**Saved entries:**
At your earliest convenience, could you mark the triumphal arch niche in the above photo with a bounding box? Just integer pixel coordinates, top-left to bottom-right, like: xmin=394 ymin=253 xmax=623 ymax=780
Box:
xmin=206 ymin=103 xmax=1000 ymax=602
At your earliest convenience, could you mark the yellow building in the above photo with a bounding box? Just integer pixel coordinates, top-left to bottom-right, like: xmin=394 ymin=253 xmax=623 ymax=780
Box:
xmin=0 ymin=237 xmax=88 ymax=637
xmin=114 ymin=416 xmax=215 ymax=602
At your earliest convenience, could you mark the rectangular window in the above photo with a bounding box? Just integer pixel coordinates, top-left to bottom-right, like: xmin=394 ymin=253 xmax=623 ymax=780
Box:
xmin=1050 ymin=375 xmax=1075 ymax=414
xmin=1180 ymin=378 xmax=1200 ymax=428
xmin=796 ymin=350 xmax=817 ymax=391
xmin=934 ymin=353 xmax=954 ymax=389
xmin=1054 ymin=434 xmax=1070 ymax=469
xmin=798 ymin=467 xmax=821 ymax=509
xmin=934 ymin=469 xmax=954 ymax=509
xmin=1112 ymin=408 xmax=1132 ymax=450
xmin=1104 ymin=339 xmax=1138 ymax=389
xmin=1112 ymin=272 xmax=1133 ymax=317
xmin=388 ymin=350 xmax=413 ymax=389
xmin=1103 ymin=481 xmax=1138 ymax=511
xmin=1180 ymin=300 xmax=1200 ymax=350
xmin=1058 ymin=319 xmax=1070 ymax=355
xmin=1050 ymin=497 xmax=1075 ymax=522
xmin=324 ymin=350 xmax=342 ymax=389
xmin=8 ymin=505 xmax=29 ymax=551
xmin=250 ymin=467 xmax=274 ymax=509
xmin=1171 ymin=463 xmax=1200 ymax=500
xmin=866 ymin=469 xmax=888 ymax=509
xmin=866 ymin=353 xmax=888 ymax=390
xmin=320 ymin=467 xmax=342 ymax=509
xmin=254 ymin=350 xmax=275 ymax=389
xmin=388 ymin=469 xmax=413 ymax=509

**WHAT YOU ARE ASKED TO DO:**
Render the items above as a two-column CSV with the header row request,response. Give one row per item, placing its text and its answer each in a single quoted field with every line break replaced by a space.

**SOLVED EXERCISE:**
request,response
"At your earliest convenience, could you mark the triumphal arch niche in the above photo with a bounding box? Just integer pixel coordinates, top-left to bottom-right, like: xmin=394 ymin=253 xmax=623 ymax=780 Box:","xmin=206 ymin=103 xmax=1000 ymax=602"
"At your earliest convenience, could you mark the yellow building in the above photo with a bounding box? Just integer pixel coordinates, top-left to bottom-right, like: xmin=394 ymin=253 xmax=623 ymax=780 Box:","xmin=0 ymin=237 xmax=88 ymax=637 xmin=114 ymin=416 xmax=215 ymax=602"
"At your earliest convenience, could you mark the rectangular window in the above photo with a bounding box? Just integer pixel coordinates, top-left to bottom-right, like: xmin=394 ymin=253 xmax=623 ymax=780 Box:","xmin=1050 ymin=375 xmax=1075 ymax=414 xmin=1180 ymin=378 xmax=1200 ymax=428 xmin=796 ymin=350 xmax=817 ymax=391 xmin=934 ymin=353 xmax=954 ymax=389 xmin=1054 ymin=434 xmax=1070 ymax=469 xmin=798 ymin=467 xmax=821 ymax=509 xmin=934 ymin=469 xmax=954 ymax=509 xmin=1112 ymin=408 xmax=1132 ymax=450 xmin=1104 ymin=339 xmax=1138 ymax=389 xmin=1112 ymin=272 xmax=1133 ymax=317 xmin=388 ymin=350 xmax=413 ymax=389 xmin=1103 ymin=481 xmax=1138 ymax=511 xmin=1180 ymin=300 xmax=1200 ymax=350 xmin=1058 ymin=319 xmax=1070 ymax=355 xmin=1050 ymin=497 xmax=1075 ymax=522 xmin=324 ymin=350 xmax=342 ymax=389 xmin=8 ymin=505 xmax=29 ymax=551 xmin=250 ymin=467 xmax=274 ymax=509 xmin=1171 ymin=463 xmax=1200 ymax=500 xmin=866 ymin=469 xmax=888 ymax=509 xmin=866 ymin=353 xmax=888 ymax=390 xmin=320 ymin=467 xmax=342 ymax=509 xmin=254 ymin=350 xmax=275 ymax=389 xmin=388 ymin=469 xmax=413 ymax=509"